### Exercise
Write all of the entries again. Keep them exactly as they are.
----- Supplied entries -----
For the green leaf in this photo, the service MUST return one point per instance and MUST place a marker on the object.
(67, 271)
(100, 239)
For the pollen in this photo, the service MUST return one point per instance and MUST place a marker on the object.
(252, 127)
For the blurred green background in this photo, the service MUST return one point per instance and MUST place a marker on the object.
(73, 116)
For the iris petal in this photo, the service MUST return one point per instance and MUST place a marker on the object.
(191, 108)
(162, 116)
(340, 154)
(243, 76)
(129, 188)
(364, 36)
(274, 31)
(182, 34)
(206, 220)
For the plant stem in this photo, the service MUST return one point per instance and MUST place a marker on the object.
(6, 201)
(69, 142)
-----
### Answer below
For the green leaf in this photo, the service MUST return one point per instance and MUST place a marker on the object.
(67, 271)
(100, 239)
For the pollen in this photo, the service MUST return one point per instance and MUST place a marker on the object.
(252, 127)
For the blurred green background in this photo, the service MUST return one point per instance and MUST place a marker on the object.
(73, 116)
For the iris petal in this photo, the service MUST return one point per instance and MUST place a marker on the object.
(191, 108)
(162, 116)
(340, 154)
(243, 76)
(129, 188)
(364, 36)
(274, 31)
(182, 34)
(206, 220)
For the plant stem in this photo, the service MUST return one point per instance and MUST place a marker on the object.
(6, 201)
(69, 142)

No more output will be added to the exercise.